- Required action
Please restate the data word for word, in full.

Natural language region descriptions

========================================================================

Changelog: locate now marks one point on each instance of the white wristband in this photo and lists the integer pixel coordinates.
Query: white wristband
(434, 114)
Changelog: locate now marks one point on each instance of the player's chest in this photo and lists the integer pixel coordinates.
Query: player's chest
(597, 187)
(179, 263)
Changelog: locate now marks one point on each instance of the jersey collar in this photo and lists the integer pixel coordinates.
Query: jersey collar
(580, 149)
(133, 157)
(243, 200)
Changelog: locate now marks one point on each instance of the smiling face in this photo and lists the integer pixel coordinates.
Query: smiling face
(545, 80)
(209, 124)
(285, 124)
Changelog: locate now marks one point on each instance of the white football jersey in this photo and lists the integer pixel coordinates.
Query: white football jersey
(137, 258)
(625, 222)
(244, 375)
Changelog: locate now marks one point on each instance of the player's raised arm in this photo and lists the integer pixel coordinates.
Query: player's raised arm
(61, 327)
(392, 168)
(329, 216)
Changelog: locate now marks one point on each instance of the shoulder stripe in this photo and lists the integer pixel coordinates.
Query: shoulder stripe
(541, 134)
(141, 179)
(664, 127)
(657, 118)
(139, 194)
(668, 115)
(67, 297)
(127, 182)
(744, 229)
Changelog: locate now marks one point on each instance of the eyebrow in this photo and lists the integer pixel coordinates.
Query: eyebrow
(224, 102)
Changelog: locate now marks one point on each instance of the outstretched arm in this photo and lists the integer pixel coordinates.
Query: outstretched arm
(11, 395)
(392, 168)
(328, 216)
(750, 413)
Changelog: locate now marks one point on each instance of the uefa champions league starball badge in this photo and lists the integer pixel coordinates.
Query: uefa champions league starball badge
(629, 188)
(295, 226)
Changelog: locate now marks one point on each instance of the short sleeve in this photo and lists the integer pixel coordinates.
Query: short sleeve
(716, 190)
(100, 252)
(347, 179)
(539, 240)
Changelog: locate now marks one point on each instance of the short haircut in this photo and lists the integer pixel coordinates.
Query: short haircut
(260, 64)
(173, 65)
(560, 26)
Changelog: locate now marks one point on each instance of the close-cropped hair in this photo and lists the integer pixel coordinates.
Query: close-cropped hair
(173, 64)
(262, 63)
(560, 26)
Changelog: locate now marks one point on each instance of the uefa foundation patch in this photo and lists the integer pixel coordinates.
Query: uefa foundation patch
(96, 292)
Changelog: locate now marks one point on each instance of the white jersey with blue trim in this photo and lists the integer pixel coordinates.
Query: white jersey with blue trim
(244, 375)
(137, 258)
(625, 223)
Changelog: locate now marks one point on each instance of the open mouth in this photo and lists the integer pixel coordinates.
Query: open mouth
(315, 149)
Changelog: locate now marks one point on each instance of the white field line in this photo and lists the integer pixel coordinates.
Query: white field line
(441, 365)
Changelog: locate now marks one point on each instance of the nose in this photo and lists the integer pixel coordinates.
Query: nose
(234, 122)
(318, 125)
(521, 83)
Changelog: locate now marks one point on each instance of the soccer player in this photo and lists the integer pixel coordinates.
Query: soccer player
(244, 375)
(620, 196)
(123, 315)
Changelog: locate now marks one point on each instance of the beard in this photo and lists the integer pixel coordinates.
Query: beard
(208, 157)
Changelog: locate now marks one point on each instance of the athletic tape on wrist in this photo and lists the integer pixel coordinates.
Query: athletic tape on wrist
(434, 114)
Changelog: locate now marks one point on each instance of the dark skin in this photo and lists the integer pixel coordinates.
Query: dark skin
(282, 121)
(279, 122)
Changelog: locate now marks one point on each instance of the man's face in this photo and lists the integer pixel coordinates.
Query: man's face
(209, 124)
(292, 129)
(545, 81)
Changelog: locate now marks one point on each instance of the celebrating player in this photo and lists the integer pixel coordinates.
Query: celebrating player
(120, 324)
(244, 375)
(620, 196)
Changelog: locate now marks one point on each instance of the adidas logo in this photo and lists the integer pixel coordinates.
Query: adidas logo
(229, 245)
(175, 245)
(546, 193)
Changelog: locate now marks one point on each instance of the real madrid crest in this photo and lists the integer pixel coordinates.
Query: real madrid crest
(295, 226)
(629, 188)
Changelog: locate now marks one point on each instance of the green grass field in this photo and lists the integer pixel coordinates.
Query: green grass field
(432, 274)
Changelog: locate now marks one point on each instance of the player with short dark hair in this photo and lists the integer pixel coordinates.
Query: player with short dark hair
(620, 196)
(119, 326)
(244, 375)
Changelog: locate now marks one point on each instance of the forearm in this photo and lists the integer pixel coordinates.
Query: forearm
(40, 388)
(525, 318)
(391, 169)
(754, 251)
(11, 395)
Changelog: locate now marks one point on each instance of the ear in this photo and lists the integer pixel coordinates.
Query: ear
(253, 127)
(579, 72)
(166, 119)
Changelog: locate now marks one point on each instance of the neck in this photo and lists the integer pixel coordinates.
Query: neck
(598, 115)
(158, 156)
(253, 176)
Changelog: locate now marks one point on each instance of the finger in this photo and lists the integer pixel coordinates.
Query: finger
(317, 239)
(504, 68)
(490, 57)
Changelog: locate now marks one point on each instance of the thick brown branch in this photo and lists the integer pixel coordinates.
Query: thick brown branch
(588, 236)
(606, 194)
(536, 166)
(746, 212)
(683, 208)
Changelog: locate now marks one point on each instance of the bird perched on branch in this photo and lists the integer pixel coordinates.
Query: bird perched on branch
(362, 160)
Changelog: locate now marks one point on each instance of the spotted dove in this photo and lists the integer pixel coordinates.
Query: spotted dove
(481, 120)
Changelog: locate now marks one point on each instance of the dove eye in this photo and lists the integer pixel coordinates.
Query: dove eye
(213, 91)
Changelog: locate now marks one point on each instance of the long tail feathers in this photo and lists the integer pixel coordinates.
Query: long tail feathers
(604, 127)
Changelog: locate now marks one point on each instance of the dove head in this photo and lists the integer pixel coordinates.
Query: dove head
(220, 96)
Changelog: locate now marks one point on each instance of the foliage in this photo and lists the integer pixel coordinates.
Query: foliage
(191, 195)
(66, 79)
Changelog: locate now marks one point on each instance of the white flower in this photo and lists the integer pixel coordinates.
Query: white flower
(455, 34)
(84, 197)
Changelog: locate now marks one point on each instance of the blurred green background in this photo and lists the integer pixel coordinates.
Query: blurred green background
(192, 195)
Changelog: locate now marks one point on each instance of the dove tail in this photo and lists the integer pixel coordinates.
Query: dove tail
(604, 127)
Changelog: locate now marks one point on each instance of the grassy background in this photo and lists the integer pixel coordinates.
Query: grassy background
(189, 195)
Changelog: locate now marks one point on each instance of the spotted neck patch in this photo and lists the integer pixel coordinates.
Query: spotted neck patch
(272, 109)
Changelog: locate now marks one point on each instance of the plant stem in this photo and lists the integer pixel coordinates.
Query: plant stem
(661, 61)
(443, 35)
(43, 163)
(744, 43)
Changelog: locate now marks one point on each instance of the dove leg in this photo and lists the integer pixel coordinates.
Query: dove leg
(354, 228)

========================================================================

- Answer to the problem
Changelog: locate now marks one point on each instance of the white wristband in this photo and lists the integer pixel coordinates.
Query: white wristband
(434, 114)
Changelog: locate now marks one point on each instance of the player's chest in this photo and lists the integer pixel coordinates.
Query: player's chest
(597, 187)
(179, 263)
Changelog: locate now marks one point on each instance of the jersey collar in this photo and lists the integer pixel coordinates.
Query: jersey collar
(580, 149)
(133, 157)
(243, 200)
Changelog: locate now marks one point on each instance of the smiling face in this photo and lists the integer pixel coordinates.
Query: smiling face
(545, 80)
(209, 124)
(285, 124)
Changelog: locate now marks one point on each instance of the white football jersey in this photo and lists the integer pixel coordinates.
Query: white football jersey
(137, 258)
(625, 222)
(244, 375)
Changelog: locate now marks one point on each instance of the player's raised arm in this photo and lists the integer pixel coordinates.
Query: player's raised arm
(61, 327)
(392, 168)
(329, 216)
Changelog: locate now marks one point on each instance of the shoulder stripe in this photo and lists the integer pixel coordinates.
Query: shoulder stripe
(541, 134)
(141, 179)
(664, 127)
(657, 118)
(139, 194)
(668, 115)
(67, 297)
(127, 182)
(744, 229)
Changelog: locate now marks one point on each instance of the eyebrow in this photo and lists the integer pixel coordinates.
Query: eyebrow
(224, 102)
Changelog: locate now marks one point on each instance of the outstretched arm in this photo and lists the integer pixel coordinates.
Query: outstretched arm
(11, 395)
(392, 168)
(328, 216)
(750, 413)
Changelog: locate now marks one point on each instance of the uefa champions league starball badge in this photo and lists the integer pixel coordinates.
Query: uefa champions league starball badge
(629, 188)
(295, 226)
Changelog: locate now marks one point on each instance of the short sleeve in this photo and lists the integer pixel coordinates.
Query: short sleeve
(716, 190)
(100, 252)
(347, 179)
(539, 240)
Changelog: locate now marks one point on each instance of the short haircut in this photo and lists the integer pixel coordinates.
Query: short haircut
(260, 64)
(173, 65)
(560, 26)
Changelog: locate now marks one point on each instance of the close-cropped hair in this photo and lists the integer pixel coordinates.
Query: close-cropped hair
(173, 64)
(262, 63)
(560, 26)
Changelog: locate now marks one point on each instance of the uefa foundation patch in this photo and lists the integer pixel coordinates.
Query: uefa foundation patch
(96, 292)
Changelog: locate now marks one point on each instance of the white jersey with blue trim in this photo and lists the integer pixel coordinates.
Query: white jersey with blue trim
(244, 375)
(137, 258)
(625, 223)
Changelog: locate now marks one point on each instance of the open mouth in this photo and lists the integer pixel coordinates.
Query: open mouth
(315, 149)
Changelog: locate now marks one point on each instance of the white field line in this photo and lists the integer pixel coordinates.
Query: white field line
(441, 365)
Changelog: locate now marks one point on each instance of the nose in this photo and lists the integer pixel coordinates.
Query: nose
(234, 122)
(318, 125)
(521, 83)
Changelog: locate now marks one point on each instance of the soccer player in this photo and lists the integer pixel coordinates.
Query: soccer player
(244, 375)
(620, 196)
(123, 315)
Changelog: locate now marks one point on each instance of the beard in this photo and lists the integer pixel coordinates.
Query: beard
(208, 157)
Changelog: locate now marks one point on each instance of the athletic tape on wrist in this photo and lists the integer pixel coordinates.
Query: athletic tape on wrist
(434, 114)
Changelog: locate now marks one point on each instance of the dark skin in this photo and lists the integer pixel coordinates.
Query: dark skin
(282, 121)
(279, 122)
Changelog: locate now marks one point on each instance of the man's face in this photo and lists the integer pixel coordinates.
Query: man's face
(209, 124)
(292, 129)
(545, 81)
Changelog: locate now marks one point on each instance of the celebrating player in this photo and lists the integer pixel coordinates.
Query: celebrating player
(120, 324)
(244, 375)
(620, 196)
Changelog: locate now marks one point on each instance of the adidas logo in this photo and lists the integer pixel coordinates.
Query: adidas logo
(229, 245)
(175, 245)
(546, 193)
Changelog: locate now marks one point on each instance of the real madrid crest in this photo and lists the integer pixel coordinates.
Query: real madrid crest
(295, 226)
(629, 188)
Changelog: locate now marks one point on each instance of the green grass field in this photo and lists the integer pixel coordinates.
Query: green grass field
(432, 274)
Changelog: locate now marks one point on each instance of the player with short dark hair in this photo and lists the integer pixel coordinates.
Query: player with short dark hair
(620, 196)
(119, 326)
(244, 375)
Changelog: locate now marks one point on each instance of the forearm in this photo and lists the integer pixel coordinates.
Query: forearm
(40, 388)
(525, 318)
(391, 169)
(754, 251)
(11, 395)
Changelog: locate now marks one point on each instance of the ear in this photo and lists the integer pixel coordinates.
Query: ear
(253, 127)
(579, 72)
(166, 119)
Changelog: locate now marks one point on each instance of the neck in this photo and lists the integer pixel coordinates.
Query: neck
(598, 115)
(158, 156)
(253, 176)
Changelog: locate now marks one point on each instance of the finger in this photo and lists the integer pixel coordinates.
Query: finger
(317, 239)
(504, 68)
(490, 57)
Changelog: locate now marks one point on each instance of the thick brown branch in this photo and lists the integer pixel coordinates.
Query: thick brown branch
(588, 236)
(606, 194)
(536, 166)
(746, 212)
(683, 208)
Changelog: locate now marks one point on each instance of the bird perched on branch in this photo and lists the integer pixel coordinates.
Query: bird perched on branch
(362, 160)
Changelog: locate now marks one point on each instance of the spotted dove in this photo and lists the integer pixel coordinates.
Query: spotted dove
(481, 120)
Changelog: locate now marks one point on each instance of the dove eye in this photo and lists the integer pixel coordinates.
Query: dove eye
(213, 91)
Changelog: locate now marks one point on each instance of the long tail feathers in this photo and lists the integer pixel coordinates.
Query: long tail feathers
(604, 127)
Changelog: locate now marks one point on each instance of the dove head in this photo and lists the integer pixel coordinates.
Query: dove head
(220, 96)
Changelog: locate now marks one point on each instance of the foliage in this photo and lists the integer pixel coordinates.
Query: foliage
(191, 195)
(66, 79)
Changelog: locate now marks one point on each instance of the white flower in this photo and lists the integer pixel coordinates.
Query: white flower
(455, 34)
(84, 197)
Changelog: locate now marks one point on each instance of the blurred green background in this photo and lists the integer pixel coordinates.
Query: blurred green background
(192, 195)
Changelog: locate now marks one point on each instance of the dove tail in this photo and lists the integer pixel coordinates.
Query: dove tail
(604, 127)
Changelog: locate now marks one point on each instance of the grassy background in this photo and lists the integer pixel coordinates.
Query: grassy background
(189, 195)
Changelog: locate now marks one point on each instance of the spotted neck patch in this photo and lists the integer pixel coordinates.
Query: spotted neck patch
(272, 109)
Changelog: locate now marks one point on each instance of the plant stem in this photo and lists the integer pixel coordinates.
Query: plant stem
(661, 61)
(443, 35)
(43, 163)
(744, 43)
Changelog: locate now marks one point on each instance of the dove leg in this photo and lists the integer pixel coordinates.
Query: dove leg
(354, 228)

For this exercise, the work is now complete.